• _WHAT TO WORK ON_: Convert all the rows below into a JSON list of strings, with one string per line and blank lines omitted.

[Excerpts from a dataset on pointing at objects]
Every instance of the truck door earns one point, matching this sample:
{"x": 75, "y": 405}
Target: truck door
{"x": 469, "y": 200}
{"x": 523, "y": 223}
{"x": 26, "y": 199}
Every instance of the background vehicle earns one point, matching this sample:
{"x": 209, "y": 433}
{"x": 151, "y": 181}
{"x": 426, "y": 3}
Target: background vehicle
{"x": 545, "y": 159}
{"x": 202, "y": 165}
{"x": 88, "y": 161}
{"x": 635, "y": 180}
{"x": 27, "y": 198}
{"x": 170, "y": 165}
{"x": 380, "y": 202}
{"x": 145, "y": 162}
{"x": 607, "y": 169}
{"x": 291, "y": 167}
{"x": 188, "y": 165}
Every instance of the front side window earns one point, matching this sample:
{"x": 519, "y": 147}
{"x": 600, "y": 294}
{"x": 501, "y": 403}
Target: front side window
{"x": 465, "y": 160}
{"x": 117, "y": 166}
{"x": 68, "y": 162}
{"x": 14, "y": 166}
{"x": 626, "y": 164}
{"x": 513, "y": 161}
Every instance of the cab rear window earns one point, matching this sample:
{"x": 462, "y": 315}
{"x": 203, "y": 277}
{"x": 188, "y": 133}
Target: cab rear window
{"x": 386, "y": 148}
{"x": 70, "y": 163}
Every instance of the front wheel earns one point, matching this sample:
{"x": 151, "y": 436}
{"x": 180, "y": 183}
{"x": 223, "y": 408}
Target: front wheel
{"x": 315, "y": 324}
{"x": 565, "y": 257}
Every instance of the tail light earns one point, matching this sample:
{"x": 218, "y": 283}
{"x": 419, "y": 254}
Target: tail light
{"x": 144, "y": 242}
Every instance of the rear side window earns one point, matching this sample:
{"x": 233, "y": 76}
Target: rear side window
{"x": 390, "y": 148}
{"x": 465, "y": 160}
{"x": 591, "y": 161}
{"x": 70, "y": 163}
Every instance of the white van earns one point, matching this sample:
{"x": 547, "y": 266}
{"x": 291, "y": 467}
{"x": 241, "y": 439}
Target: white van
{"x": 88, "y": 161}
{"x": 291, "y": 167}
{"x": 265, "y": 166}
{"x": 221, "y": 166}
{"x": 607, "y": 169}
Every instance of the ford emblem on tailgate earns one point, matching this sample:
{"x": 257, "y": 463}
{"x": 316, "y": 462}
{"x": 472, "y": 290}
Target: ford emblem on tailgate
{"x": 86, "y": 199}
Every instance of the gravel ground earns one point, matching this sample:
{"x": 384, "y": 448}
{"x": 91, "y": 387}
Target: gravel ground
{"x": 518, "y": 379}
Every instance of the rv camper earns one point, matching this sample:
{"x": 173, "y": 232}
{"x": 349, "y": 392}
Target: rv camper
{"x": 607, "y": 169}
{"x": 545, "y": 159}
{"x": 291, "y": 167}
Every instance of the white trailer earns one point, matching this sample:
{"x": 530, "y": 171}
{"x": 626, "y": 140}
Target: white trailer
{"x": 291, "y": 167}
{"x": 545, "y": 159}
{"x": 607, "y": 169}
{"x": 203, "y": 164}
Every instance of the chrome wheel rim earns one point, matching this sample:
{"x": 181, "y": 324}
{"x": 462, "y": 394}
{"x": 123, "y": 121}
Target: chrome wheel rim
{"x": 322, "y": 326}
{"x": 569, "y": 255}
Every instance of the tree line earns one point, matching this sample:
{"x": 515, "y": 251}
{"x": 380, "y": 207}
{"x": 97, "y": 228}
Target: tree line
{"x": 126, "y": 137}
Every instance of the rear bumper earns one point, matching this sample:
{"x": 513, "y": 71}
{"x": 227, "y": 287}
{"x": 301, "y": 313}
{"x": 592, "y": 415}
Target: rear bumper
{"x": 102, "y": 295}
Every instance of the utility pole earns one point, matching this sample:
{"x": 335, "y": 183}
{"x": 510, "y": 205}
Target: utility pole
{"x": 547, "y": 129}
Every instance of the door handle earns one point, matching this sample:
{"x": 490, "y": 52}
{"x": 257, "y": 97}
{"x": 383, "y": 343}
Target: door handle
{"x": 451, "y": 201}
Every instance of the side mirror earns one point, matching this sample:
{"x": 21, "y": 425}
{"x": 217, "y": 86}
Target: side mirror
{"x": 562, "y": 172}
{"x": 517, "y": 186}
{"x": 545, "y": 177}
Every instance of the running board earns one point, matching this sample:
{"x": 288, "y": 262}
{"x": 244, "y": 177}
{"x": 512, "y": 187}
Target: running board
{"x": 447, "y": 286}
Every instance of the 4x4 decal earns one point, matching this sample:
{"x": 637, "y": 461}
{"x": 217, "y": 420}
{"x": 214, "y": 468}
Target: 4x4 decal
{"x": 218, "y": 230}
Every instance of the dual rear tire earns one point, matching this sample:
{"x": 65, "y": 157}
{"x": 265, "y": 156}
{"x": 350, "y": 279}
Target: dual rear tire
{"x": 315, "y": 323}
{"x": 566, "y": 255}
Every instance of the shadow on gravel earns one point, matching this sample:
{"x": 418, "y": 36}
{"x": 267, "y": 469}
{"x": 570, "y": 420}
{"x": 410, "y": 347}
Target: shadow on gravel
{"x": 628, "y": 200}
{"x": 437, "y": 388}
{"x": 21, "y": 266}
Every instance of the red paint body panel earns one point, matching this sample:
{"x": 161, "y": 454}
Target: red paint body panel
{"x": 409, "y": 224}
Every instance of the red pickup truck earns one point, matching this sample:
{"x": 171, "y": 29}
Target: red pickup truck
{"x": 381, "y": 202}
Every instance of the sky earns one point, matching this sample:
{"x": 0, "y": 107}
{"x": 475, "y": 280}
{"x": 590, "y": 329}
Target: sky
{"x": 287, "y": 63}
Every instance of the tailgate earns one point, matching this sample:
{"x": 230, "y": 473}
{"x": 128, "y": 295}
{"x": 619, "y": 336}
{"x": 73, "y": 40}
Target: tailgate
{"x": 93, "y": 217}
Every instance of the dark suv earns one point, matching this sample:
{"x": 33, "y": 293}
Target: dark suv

• _TASK RESPONSE_:
[
  "Every instance of the truck door earns one point, matching this sample:",
  "{\"x\": 75, \"y\": 405}",
  "Target: truck door",
  "{\"x\": 469, \"y\": 200}",
  "{\"x\": 523, \"y\": 223}",
  "{\"x\": 26, \"y\": 199}",
  "Every instance of the background vehicle earns one point, matching this sample:",
  "{\"x\": 209, \"y\": 433}",
  "{\"x\": 151, \"y\": 181}",
  "{\"x\": 426, \"y\": 3}",
  "Target: background vehicle",
  "{\"x\": 545, \"y\": 159}",
  "{\"x\": 202, \"y\": 165}",
  "{\"x\": 88, \"y\": 161}",
  "{\"x\": 635, \"y\": 180}",
  "{\"x\": 27, \"y\": 198}",
  "{\"x\": 170, \"y\": 165}",
  "{\"x\": 380, \"y\": 202}",
  "{\"x\": 145, \"y\": 162}",
  "{\"x\": 607, \"y\": 169}",
  "{\"x\": 291, \"y\": 167}",
  "{\"x\": 188, \"y\": 165}",
  "Every instance of the front side window earns one point, matching this sample:",
  "{\"x\": 519, \"y\": 147}",
  "{\"x\": 600, \"y\": 294}",
  "{\"x\": 501, \"y\": 403}",
  "Target: front side window",
  "{\"x\": 465, \"y\": 160}",
  "{\"x\": 117, \"y\": 166}",
  "{\"x\": 68, \"y\": 162}",
  "{\"x\": 14, \"y\": 166}",
  "{\"x\": 626, \"y\": 164}",
  "{\"x\": 513, \"y\": 161}",
  "Every instance of the cab rear window earns one point, matching this sample:",
  "{\"x\": 462, \"y\": 315}",
  "{\"x\": 203, \"y\": 277}",
  "{\"x\": 188, \"y\": 133}",
  "Target: cab rear window",
  "{\"x\": 386, \"y\": 148}",
  "{\"x\": 70, \"y\": 163}",
  "Every instance of the front wheel earns one point, matching this sample:",
  "{\"x\": 151, \"y\": 436}",
  "{\"x\": 180, \"y\": 183}",
  "{\"x\": 223, \"y\": 408}",
  "Target: front wheel",
  "{\"x\": 315, \"y\": 324}",
  "{\"x\": 565, \"y\": 257}",
  "Every instance of the tail light earns one point, matching this sample:",
  "{\"x\": 218, \"y\": 283}",
  "{\"x\": 419, \"y\": 254}",
  "Target: tail light",
  "{\"x\": 144, \"y\": 242}",
  "Every instance of the rear side window earns one point, matching this sample:",
  "{\"x\": 233, \"y\": 76}",
  "Target: rear side window",
  "{\"x\": 390, \"y\": 148}",
  "{\"x\": 465, \"y\": 160}",
  "{\"x\": 591, \"y\": 161}",
  "{\"x\": 70, \"y\": 163}",
  "Every instance of the white van earns one point, matching this sample:",
  "{\"x\": 547, \"y\": 266}",
  "{\"x\": 291, \"y\": 467}",
  "{\"x\": 241, \"y\": 439}",
  "Target: white van",
  "{\"x\": 88, \"y\": 161}",
  "{\"x\": 291, \"y\": 167}",
  "{\"x\": 265, \"y\": 166}",
  "{\"x\": 221, \"y\": 166}",
  "{\"x\": 607, \"y\": 169}",
  "Every instance of the ford emblem on tailgate earns one point, matching this sample:",
  "{\"x\": 257, \"y\": 463}",
  "{\"x\": 316, \"y\": 462}",
  "{\"x\": 472, \"y\": 290}",
  "Target: ford emblem on tailgate",
  "{\"x\": 86, \"y\": 199}",
  "Every instance of the gravel ground earns one point, matching this sample:",
  "{\"x\": 384, \"y\": 448}",
  "{\"x\": 91, \"y\": 387}",
  "Target: gravel ground",
  "{\"x\": 518, \"y\": 379}",
  "Every instance of the rv camper earns one point, matching this sample:",
  "{\"x\": 173, \"y\": 232}",
  "{\"x\": 349, \"y\": 392}",
  "Target: rv camper",
  "{\"x\": 607, \"y\": 169}",
  "{\"x\": 545, \"y\": 159}",
  "{\"x\": 291, \"y\": 167}",
  "Every instance of the white trailer earns one point, matching this sample:",
  "{\"x\": 530, \"y\": 171}",
  "{\"x\": 626, \"y\": 140}",
  "Target: white trailer",
  "{\"x\": 291, \"y\": 167}",
  "{\"x\": 545, \"y\": 159}",
  "{\"x\": 607, \"y\": 169}",
  "{\"x\": 203, \"y\": 164}",
  "Every instance of the chrome wheel rim earns one point, matching this sample:",
  "{\"x\": 181, \"y\": 324}",
  "{\"x\": 462, \"y\": 394}",
  "{\"x\": 123, \"y\": 121}",
  "Target: chrome wheel rim",
  "{\"x\": 322, \"y\": 326}",
  "{\"x\": 569, \"y\": 255}",
  "Every instance of the tree line earns one point, matching this sample:",
  "{\"x\": 515, \"y\": 251}",
  "{\"x\": 380, \"y\": 207}",
  "{\"x\": 97, \"y\": 228}",
  "Target: tree line",
  "{\"x\": 126, \"y\": 137}",
  "Every instance of the rear bumper earns one point, matching this sample:",
  "{\"x\": 513, \"y\": 71}",
  "{\"x\": 227, \"y\": 287}",
  "{\"x\": 301, \"y\": 313}",
  "{\"x\": 592, \"y\": 415}",
  "Target: rear bumper",
  "{\"x\": 102, \"y\": 295}",
  "Every instance of the utility pole earns one point, matching this sample:",
  "{\"x\": 335, \"y\": 183}",
  "{\"x\": 510, \"y\": 205}",
  "Target: utility pole",
  "{\"x\": 547, \"y\": 129}",
  "Every instance of the door handle earns one point, matching this sample:",
  "{\"x\": 490, \"y\": 52}",
  "{\"x\": 257, \"y\": 97}",
  "{\"x\": 383, \"y\": 343}",
  "Target: door handle",
  "{\"x\": 451, \"y\": 201}",
  "Every instance of the side mirror earns one point, matching this sample:",
  "{\"x\": 21, \"y\": 425}",
  "{\"x\": 217, \"y\": 86}",
  "Target: side mirror",
  "{\"x\": 562, \"y\": 172}",
  "{\"x\": 517, \"y\": 186}",
  "{\"x\": 545, \"y\": 177}",
  "Every instance of the running board earns one point, matching this sample:",
  "{\"x\": 288, \"y\": 262}",
  "{\"x\": 244, \"y\": 177}",
  "{\"x\": 512, \"y\": 187}",
  "Target: running board",
  "{\"x\": 447, \"y\": 286}",
  "Every instance of the 4x4 decal earns one point, matching this sample:",
  "{\"x\": 637, \"y\": 461}",
  "{\"x\": 217, \"y\": 420}",
  "{\"x\": 214, \"y\": 468}",
  "Target: 4x4 decal",
  "{\"x\": 218, \"y\": 230}",
  "Every instance of the dual rear tire earns one point, matching this sample:",
  "{\"x\": 65, \"y\": 157}",
  "{\"x\": 265, \"y\": 156}",
  "{\"x\": 350, \"y\": 279}",
  "Target: dual rear tire",
  "{\"x\": 315, \"y\": 323}",
  "{\"x\": 566, \"y\": 255}",
  "Every instance of the shadow on gravel earns one point, matching this sample:",
  "{\"x\": 418, \"y\": 36}",
  "{\"x\": 267, \"y\": 469}",
  "{\"x\": 570, \"y\": 420}",
  "{\"x\": 410, \"y\": 347}",
  "Target: shadow on gravel",
  "{\"x\": 628, \"y\": 200}",
  "{\"x\": 437, \"y\": 388}",
  "{\"x\": 21, \"y\": 266}",
  "Every instance of the red paint body panel earns one point, matching this sample:",
  "{\"x\": 161, \"y\": 454}",
  "Target: red paint body panel",
  "{\"x\": 409, \"y\": 224}",
  "Every instance of the red pickup truck earns one point, matching this sample:",
  "{\"x\": 171, \"y\": 29}",
  "Target: red pickup truck",
  "{\"x\": 381, \"y\": 202}",
  "Every instance of the sky earns one point, matching this sample:",
  "{\"x\": 0, \"y\": 107}",
  "{\"x\": 475, \"y\": 280}",
  "{\"x\": 590, \"y\": 329}",
  "Target: sky",
  "{\"x\": 287, \"y\": 63}",
  "Every instance of the tailgate earns one point, matching this sample:",
  "{\"x\": 230, \"y\": 473}",
  "{\"x\": 128, \"y\": 295}",
  "{\"x\": 619, \"y\": 336}",
  "{\"x\": 73, \"y\": 40}",
  "Target: tailgate",
  "{\"x\": 93, \"y\": 217}",
  "Every instance of the dark suv earns one point, matching this sample:",
  "{\"x\": 33, \"y\": 293}",
  "Target: dark suv"
]